Text –
Correcting Course in an In Loco Parentis Case
November 10, 2015 § 1 Comment
Back in January, 2014, we talked about the COA’s decision in JSW v. AWS, handed down in December, 2013. Here’s our recitation of the facts in JWS:
… Jake and Ann married when Ann was pregnant. Vanessa was the first child born, followed by Brett, a year and a half later. Before she married Jake, Ann had a one-night stand with Tommie. Tommie believed he could be the father of Vanessa, but he took no action because he knew of Jake’s and Ann’s relationship.
In 2007, when Vanessa was nearly three years old, Tommie’s mother called and inquired whether Vanessa might be his child. Ann denied it, but Jake decided to have a DNA test, which ruled him out as the natural father. Jake and Vanessa decided that he would continue to raise Vanessa as his own.
In 2009, Jake and Ann were divorced after five years of marriage. In the divorce, via PSA, the parties agreed that they would share physical custody, alternating weekly.
Less than a year after the divorce, the parties were back in court, fighting over custody and support. Before a hearing could be held in their contest, however, Tommie filed an action for an adjudication of paternity of Vanessa, and for custody, and visitation. A DNA test confirmed that Tommie was the natural father of Vanessa.
In his adjudication, the chancellor considered Jake and Tommie as the natural parents, and Jake as a third party. He found that, although Jake had acted in loco parentis, that alone was not enough to overcome the natural parent presumption. The chancellor awarded Ann custody, and Tommie visitation. Based on Jake’s in loco parentis status, the chancellor awarded him visitation commensurate with Tommie’s.
The COA reversed, finding that the chancellor applied an incorrect legal standard. The COA held that the non-natural father’s fatherly actions had rebutted the natural-parent presumption, the COA directed the trial court on remand to consider Jake as on an equal footing with the natural parents, to conduct an Albright analysis with respect to his claim, and to factor him into the custodial mix, essentially creating a three-way custody contest.

Listed entries –
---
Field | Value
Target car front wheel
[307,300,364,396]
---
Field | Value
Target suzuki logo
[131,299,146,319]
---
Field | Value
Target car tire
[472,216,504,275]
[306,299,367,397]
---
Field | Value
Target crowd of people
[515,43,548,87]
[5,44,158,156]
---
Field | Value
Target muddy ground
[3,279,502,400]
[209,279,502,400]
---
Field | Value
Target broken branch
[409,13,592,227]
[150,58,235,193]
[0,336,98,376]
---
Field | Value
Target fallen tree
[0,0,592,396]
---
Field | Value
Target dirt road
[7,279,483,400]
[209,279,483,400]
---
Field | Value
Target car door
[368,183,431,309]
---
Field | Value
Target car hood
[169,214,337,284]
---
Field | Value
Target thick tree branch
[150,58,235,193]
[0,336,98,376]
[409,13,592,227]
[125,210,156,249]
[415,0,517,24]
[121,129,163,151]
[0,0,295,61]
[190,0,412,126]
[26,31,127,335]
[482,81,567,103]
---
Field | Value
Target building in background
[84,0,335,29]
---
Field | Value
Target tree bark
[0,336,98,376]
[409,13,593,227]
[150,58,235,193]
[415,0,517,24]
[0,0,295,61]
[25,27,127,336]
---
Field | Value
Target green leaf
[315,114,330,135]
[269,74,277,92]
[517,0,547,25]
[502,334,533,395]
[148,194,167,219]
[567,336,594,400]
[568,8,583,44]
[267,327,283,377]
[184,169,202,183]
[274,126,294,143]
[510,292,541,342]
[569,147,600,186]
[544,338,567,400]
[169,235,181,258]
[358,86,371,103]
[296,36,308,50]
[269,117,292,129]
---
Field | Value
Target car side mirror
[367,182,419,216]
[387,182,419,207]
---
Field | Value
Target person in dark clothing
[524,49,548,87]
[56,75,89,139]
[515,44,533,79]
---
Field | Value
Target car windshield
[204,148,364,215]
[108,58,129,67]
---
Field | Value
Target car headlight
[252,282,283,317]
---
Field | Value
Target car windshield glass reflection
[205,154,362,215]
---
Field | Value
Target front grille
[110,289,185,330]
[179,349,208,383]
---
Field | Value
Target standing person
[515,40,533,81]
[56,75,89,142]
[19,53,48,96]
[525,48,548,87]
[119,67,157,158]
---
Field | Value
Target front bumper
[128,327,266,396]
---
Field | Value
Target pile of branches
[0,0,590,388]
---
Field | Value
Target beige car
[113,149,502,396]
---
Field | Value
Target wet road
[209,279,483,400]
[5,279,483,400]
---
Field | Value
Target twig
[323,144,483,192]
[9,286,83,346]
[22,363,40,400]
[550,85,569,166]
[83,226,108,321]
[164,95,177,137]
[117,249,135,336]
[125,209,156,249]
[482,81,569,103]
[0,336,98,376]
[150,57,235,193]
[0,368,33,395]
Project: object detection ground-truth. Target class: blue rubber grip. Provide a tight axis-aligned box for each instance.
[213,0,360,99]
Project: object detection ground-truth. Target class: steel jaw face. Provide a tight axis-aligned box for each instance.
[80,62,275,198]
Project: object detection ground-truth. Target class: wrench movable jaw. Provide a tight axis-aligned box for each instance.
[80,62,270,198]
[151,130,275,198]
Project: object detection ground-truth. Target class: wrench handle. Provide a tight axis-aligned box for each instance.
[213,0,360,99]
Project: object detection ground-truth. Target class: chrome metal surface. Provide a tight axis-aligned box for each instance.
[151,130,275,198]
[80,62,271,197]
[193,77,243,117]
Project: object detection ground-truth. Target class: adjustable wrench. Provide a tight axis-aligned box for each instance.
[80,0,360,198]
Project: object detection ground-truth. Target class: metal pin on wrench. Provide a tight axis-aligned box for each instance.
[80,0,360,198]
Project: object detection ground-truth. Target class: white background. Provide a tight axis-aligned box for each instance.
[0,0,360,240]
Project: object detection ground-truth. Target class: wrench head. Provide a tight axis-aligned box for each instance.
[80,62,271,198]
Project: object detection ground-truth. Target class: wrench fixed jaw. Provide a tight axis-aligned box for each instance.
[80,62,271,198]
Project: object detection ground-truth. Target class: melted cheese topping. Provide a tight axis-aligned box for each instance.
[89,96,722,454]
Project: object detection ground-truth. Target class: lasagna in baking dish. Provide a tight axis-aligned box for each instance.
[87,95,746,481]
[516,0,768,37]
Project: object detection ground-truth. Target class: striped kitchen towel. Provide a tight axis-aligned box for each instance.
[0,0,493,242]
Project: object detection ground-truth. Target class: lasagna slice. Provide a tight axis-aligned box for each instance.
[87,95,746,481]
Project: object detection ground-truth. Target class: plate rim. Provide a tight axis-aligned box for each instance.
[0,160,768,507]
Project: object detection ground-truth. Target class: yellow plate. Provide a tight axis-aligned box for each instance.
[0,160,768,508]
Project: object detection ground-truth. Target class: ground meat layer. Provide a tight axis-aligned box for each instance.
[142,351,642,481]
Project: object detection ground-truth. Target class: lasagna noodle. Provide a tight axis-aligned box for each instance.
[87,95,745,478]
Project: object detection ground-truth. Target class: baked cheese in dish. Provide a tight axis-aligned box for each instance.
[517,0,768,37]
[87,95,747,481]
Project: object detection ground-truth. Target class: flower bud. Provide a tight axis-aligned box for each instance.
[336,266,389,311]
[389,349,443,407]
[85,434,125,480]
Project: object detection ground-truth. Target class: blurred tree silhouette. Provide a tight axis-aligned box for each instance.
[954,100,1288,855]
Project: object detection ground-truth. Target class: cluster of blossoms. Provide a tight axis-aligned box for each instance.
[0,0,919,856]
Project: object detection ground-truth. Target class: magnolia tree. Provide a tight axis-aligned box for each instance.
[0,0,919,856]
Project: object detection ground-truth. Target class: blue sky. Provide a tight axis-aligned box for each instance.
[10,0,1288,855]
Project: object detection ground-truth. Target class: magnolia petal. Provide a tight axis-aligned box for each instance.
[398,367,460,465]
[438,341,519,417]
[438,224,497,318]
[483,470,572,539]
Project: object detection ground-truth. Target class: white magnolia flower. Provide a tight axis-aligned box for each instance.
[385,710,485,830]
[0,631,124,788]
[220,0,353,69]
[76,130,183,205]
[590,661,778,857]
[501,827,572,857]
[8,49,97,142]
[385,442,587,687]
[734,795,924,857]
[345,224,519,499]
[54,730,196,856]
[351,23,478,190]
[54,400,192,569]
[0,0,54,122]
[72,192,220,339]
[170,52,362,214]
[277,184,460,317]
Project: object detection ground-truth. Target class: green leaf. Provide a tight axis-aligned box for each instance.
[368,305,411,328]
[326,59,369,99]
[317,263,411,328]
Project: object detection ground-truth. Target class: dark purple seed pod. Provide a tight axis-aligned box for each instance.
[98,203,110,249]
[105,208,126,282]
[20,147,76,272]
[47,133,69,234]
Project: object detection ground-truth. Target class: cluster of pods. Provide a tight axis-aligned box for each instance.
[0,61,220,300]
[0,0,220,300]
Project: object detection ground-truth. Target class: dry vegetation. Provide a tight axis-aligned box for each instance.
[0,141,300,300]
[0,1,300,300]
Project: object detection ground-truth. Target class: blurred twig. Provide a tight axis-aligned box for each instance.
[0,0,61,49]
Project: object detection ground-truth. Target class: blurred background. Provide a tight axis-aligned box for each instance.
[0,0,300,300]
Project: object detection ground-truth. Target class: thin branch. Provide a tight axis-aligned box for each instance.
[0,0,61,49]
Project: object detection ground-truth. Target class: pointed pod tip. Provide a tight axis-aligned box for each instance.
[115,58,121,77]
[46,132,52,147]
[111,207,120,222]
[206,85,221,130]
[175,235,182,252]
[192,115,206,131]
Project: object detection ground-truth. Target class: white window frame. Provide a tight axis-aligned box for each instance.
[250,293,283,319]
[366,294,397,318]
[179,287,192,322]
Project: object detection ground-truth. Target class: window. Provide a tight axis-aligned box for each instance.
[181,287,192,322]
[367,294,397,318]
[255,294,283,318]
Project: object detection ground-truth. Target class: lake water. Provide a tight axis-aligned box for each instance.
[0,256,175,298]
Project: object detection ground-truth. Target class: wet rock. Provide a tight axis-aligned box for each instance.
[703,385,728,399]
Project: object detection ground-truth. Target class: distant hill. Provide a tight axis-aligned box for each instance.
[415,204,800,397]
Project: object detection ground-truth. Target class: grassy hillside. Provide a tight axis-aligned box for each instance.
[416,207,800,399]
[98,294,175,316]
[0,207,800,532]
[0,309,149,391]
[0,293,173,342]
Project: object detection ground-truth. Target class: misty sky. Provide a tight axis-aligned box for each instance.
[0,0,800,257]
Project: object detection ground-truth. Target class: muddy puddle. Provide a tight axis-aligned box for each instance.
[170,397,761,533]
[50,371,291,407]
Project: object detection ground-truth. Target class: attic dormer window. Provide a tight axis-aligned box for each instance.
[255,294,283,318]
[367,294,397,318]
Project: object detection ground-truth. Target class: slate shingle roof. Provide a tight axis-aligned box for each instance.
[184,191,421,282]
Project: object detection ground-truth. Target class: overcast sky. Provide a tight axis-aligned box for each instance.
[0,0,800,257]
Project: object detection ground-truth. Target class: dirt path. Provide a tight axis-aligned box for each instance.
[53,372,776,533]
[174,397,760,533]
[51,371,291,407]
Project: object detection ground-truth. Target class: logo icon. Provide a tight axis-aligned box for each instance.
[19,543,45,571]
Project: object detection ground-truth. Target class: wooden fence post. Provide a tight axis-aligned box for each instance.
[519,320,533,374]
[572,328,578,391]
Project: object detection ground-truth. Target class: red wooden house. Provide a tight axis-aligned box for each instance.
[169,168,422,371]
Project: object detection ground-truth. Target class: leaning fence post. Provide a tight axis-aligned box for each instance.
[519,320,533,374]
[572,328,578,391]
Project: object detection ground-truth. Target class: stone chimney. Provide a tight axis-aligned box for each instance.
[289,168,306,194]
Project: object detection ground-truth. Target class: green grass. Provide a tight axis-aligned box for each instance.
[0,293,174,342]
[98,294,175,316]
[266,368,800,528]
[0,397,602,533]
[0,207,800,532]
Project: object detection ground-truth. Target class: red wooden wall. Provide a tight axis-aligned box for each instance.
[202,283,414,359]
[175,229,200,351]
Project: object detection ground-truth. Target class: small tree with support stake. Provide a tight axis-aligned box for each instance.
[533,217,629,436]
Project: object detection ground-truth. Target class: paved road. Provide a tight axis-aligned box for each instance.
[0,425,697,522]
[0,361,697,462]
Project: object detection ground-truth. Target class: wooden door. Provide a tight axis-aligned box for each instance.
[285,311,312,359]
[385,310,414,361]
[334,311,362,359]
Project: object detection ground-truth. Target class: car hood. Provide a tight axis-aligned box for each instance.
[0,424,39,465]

Apply what you read –
**a.** In the case summary, how long had Jake and Ann been married when they divorced?
**b.** Quote the case summary between "In 2007, when" and "as his own.", inclusive.

Answers to the exercises –
**a.** Five years

**b.**
In 2007, when Vanessa was nearly three years old, Tommie’s mother called and inquired whether Vanessa might be his child. Ann denied it, but Jake decided to have a DNA test, which ruled him out as the natural father. Jake and Vanessa decided that he would continue to raise Vanessa as his own.